[DATA FOR THE TASK — start]

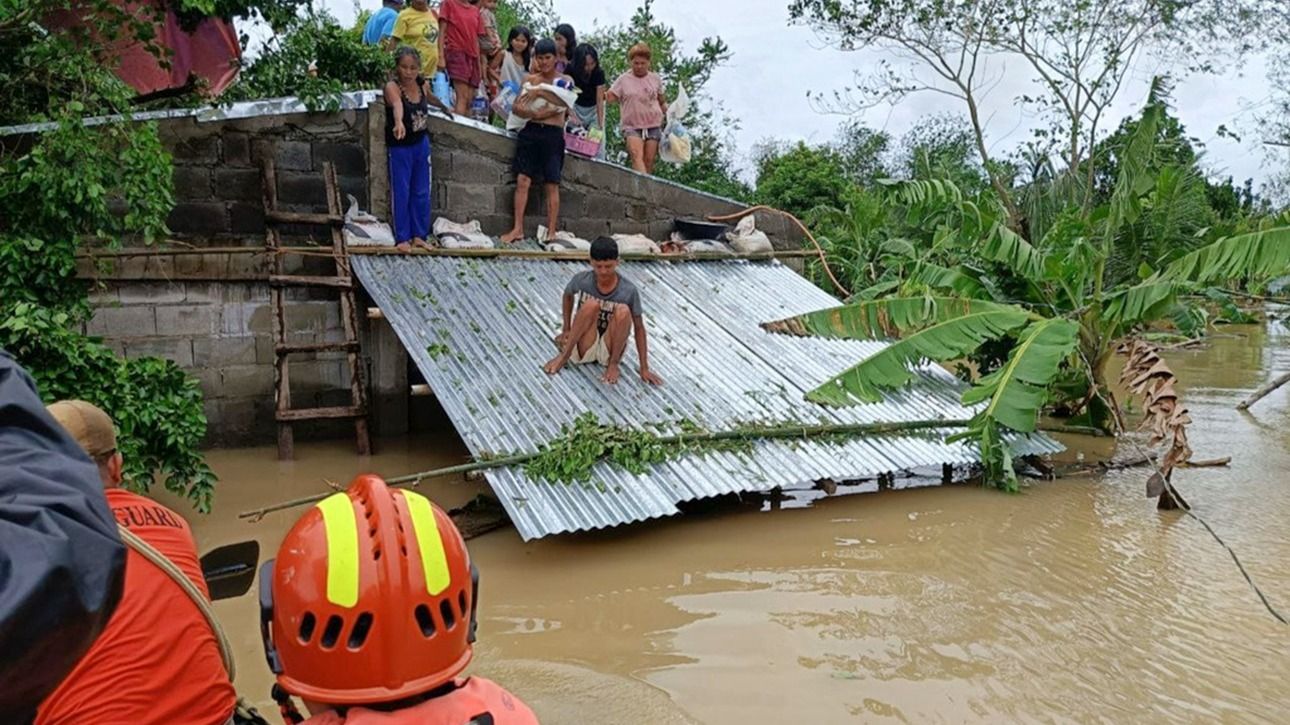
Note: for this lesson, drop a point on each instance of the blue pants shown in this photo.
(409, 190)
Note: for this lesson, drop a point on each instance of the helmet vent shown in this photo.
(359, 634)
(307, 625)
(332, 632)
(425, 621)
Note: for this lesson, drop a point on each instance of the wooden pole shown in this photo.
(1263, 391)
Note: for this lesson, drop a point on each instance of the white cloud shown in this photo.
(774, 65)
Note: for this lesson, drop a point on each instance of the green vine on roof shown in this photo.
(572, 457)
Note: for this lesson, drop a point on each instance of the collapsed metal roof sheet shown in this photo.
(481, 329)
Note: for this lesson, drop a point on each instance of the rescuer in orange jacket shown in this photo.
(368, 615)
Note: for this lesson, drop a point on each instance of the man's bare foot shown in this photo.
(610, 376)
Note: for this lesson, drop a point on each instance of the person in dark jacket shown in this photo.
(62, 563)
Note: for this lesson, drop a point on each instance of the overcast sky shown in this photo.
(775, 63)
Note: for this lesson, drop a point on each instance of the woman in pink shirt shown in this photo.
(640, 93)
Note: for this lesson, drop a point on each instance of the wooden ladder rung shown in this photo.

[DATA FOR THE TASK — finish]

EXERCISE DETAILS: Your copy must hold every record above in its exact wording and must hold no pictures.

RESPONSE:
Note: for this lesson, drop a point on each instance of the blue pants shown in this photo.
(409, 190)
Note: for this lesson, drop a point on each instance of the helmet vent shown in this photo.
(359, 634)
(307, 625)
(332, 632)
(425, 621)
Note: for this lesson, drop a point on each instance of the wooden pole shown in this photo.
(1263, 391)
Note: for this lesson, drop a point on each instance of the white cloud shown in this photo.
(774, 65)
Note: for this lesson, drop a point on each instance of the green vine on roof shown in this photo.
(572, 457)
Note: for this lesson, drop a point on each instance of the collapsed metal roof sheet shown in this photo.
(481, 329)
Note: for this lesson, drop a point on each instance of the rescuer in orange jacket shown in this photo.
(368, 615)
Note: for this lesson, drop a point on each instance of the man's bare foot shown in this photo.
(610, 376)
Note: for this lesson, drop a point on each instance of the person in dark jacket shown in this photo.
(62, 563)
Note: for this lesson, drop a point on each instance of the overcast sky shown in this photo.
(775, 63)
Note: for this lesson, drop a point on each instance of the woman in pink shirt shown in this photo.
(640, 93)
Note: for this lesson, drop a point on each instance of the wooden ladder rung shown in this photo.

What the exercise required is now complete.